Selected passage >>

Imagine you are traveling to a country you have never visited before for a two-year study abroad experience. It is a place where English is not spoken as the primary language, and you had to show a strong aptitude to speak and work in another language, that of the host country and university, before being accepted.
You will not be able to find (at least not in the short term), a grocery store where you can buy food and drink that you are used to back home. Instead, you will have to taste, eat, and learn to enjoy food that is unfamiliar to you.
Imagine being in another country for two years, where you will not see, hear, or experience any of the American holidays you are used to, like Thanksgiving, Christmas, Easter, or even the 4thof July. You may have access to NFL Gameday on your mobile device, but most major sports events are not that important in your host country. The Internet is free and available where you are going and will be a saving grace in many ways. You are leaving family and friends behind and will not be able to travel home during the next year or so, primarily due to cost and distance.
The good news for most Americans is that we don’t have to leave America for a fine education. Yet close to a million international students do travel to the United States for some or much of their educational development. These men and women are well-mannered, highly motivated, and eager to travel to our country, yet still have to face and overcome language, customs, and food barriers, including separation of family for the time they are guests in America.
How should we as followers of King Jesus reach out to these guests from almost every nation on Earth? How can we aid them in their transition (brief as it is) to life in our country and the college or university they come to study in? Do we have room in our life for one more friend?
Read Acts 8:26-40.
The Lord re-assigned Philip from leading a spiritual awakening to going out to meet a visiting government official from Ethiopia who was traveling to Jerusalem on business. Philip obeyed the Holy Spirit and went out of this way to find and welcome him to his country. Philip made time in his life to get close to this African man and learn of his felt needs. Philip earned his trust by treating him with dignity and asking how he could serve him. His initial efforts to meet and greet the visitor gained traction when the government man invited Philip to sit with him in his chariot.
The Ethiopian was reading a familiar passage known to Philip, and Philip asked him about his chosen topic. When the man admitted he had questions about the person in the Old Testament book of Isaiah, Philip supplied needed answers he learned from his own study. The Ethiopian was grateful for Philip’s spiritual insight’s and hospitality, and shortly after, asked about becoming a follower of the King Isaiah described.
Philip models the kind of hospitality and friendship we offer to international students today in Chi Alpha Christian Fellowship. Had you been Philip, would you know the Scriptures well enough to answer a seeking person’s questions? How will you grow in your understanding of Jesus’ teachings to be prepared for divine appointments? Serve globally. Join us in following Philip’s example and make room in your life for an international friend.

Exercises >>
1 > Translate this sentence from the passage on welcoming international students into Spanish: "The good news for most Americans is that we don’t have to leave America for a fine education."
2 > Write out the passage on welcoming international students word for word, starting at "The Lord re-assigned" and ending at "in his chariot.".

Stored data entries
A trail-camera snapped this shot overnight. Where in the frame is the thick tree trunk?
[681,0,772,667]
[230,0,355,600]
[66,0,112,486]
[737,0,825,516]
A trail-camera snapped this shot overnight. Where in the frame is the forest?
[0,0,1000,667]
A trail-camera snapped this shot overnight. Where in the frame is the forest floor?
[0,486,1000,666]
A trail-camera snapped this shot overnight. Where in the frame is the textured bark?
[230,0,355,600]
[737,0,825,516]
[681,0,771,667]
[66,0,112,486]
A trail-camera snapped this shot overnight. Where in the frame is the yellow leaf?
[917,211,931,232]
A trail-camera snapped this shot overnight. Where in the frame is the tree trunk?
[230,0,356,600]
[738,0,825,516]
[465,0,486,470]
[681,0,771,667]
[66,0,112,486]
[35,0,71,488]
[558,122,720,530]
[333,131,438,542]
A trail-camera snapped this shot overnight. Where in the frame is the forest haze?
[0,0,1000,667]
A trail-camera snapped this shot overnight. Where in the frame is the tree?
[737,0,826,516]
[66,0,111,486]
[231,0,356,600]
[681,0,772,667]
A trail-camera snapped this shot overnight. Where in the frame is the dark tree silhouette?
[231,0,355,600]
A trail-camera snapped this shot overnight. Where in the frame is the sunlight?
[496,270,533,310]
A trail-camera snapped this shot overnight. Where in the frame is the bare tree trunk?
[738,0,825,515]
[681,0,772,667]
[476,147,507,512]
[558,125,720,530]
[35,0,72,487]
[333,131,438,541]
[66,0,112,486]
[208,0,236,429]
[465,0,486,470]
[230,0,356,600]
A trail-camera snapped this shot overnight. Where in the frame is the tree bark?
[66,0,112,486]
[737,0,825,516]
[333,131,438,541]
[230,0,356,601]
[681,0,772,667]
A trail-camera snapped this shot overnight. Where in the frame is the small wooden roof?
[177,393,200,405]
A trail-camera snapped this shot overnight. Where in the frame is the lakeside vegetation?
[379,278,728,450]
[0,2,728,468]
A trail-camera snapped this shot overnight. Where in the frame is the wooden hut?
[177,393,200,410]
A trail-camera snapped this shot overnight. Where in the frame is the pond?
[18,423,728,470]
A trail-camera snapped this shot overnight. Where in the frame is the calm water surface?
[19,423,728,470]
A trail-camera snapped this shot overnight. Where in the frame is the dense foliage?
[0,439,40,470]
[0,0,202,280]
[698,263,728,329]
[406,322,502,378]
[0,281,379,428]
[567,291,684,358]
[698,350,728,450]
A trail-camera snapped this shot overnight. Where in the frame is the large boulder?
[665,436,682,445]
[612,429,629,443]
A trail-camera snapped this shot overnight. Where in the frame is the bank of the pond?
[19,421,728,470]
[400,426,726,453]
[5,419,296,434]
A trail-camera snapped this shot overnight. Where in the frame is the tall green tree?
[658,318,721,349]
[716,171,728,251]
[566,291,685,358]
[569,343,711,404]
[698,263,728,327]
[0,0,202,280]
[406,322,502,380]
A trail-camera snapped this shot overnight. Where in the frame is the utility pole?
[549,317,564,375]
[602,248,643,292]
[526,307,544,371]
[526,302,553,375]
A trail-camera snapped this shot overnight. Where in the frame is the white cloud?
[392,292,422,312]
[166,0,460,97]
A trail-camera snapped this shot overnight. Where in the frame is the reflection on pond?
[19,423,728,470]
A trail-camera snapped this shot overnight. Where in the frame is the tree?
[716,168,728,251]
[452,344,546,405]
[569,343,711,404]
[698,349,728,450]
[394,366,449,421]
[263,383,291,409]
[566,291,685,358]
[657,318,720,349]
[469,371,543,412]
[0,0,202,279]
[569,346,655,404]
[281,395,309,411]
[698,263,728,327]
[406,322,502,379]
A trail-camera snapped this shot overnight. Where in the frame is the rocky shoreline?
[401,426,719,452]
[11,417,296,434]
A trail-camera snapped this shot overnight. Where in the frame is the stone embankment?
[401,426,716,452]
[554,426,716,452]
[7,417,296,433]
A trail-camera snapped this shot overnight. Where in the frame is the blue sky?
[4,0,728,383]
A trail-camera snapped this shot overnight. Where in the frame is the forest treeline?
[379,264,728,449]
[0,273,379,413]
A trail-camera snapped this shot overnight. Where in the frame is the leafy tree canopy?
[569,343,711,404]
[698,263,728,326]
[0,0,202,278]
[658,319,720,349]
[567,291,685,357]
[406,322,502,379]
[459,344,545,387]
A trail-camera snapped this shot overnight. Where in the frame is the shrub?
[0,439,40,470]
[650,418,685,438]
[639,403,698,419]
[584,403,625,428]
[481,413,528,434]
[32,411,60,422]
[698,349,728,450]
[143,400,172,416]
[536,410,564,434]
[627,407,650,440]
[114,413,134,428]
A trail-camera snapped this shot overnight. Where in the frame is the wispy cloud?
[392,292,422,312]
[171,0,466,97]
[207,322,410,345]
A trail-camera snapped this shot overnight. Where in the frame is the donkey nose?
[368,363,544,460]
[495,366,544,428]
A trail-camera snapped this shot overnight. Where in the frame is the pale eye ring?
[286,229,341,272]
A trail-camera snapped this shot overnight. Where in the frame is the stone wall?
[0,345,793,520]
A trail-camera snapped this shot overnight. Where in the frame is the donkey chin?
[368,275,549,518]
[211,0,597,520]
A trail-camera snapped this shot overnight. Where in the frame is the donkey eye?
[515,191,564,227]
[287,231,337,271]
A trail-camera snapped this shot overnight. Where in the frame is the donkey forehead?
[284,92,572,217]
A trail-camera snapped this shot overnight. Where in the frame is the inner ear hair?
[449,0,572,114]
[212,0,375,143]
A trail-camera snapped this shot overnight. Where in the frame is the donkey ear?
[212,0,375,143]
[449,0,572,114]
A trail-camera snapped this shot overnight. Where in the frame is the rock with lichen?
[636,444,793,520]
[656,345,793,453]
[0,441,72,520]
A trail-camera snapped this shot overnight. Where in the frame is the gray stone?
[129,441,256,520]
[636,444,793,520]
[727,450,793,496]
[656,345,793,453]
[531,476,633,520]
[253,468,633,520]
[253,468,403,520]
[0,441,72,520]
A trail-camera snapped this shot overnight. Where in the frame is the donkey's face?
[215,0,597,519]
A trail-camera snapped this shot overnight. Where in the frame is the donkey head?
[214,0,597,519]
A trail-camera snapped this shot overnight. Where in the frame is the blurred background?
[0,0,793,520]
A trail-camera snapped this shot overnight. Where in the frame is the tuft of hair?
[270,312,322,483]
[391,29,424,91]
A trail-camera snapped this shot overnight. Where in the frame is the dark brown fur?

Outputs in order >>
1 > La buena noticia para la mayoría de los estadounidenses es que no tenemos que salir de Estados Unidos para recibir una buena educación.

2 >
The Lord re-assigned Philip from leading a spiritual awakening to going out to meet a visiting government official from Ethiopia who was traveling to Jerusalem on business. Philip obeyed the Holy Spirit and went out of this way to find and welcome him to his country. Philip made time in his life to get close to this African man and learn of his felt needs. Philip earned his trust by treating him with dignity and asking how he could serve him. His initial efforts to meet and greet the visitor gained traction when the government man invited Philip to sit with him in his chariot.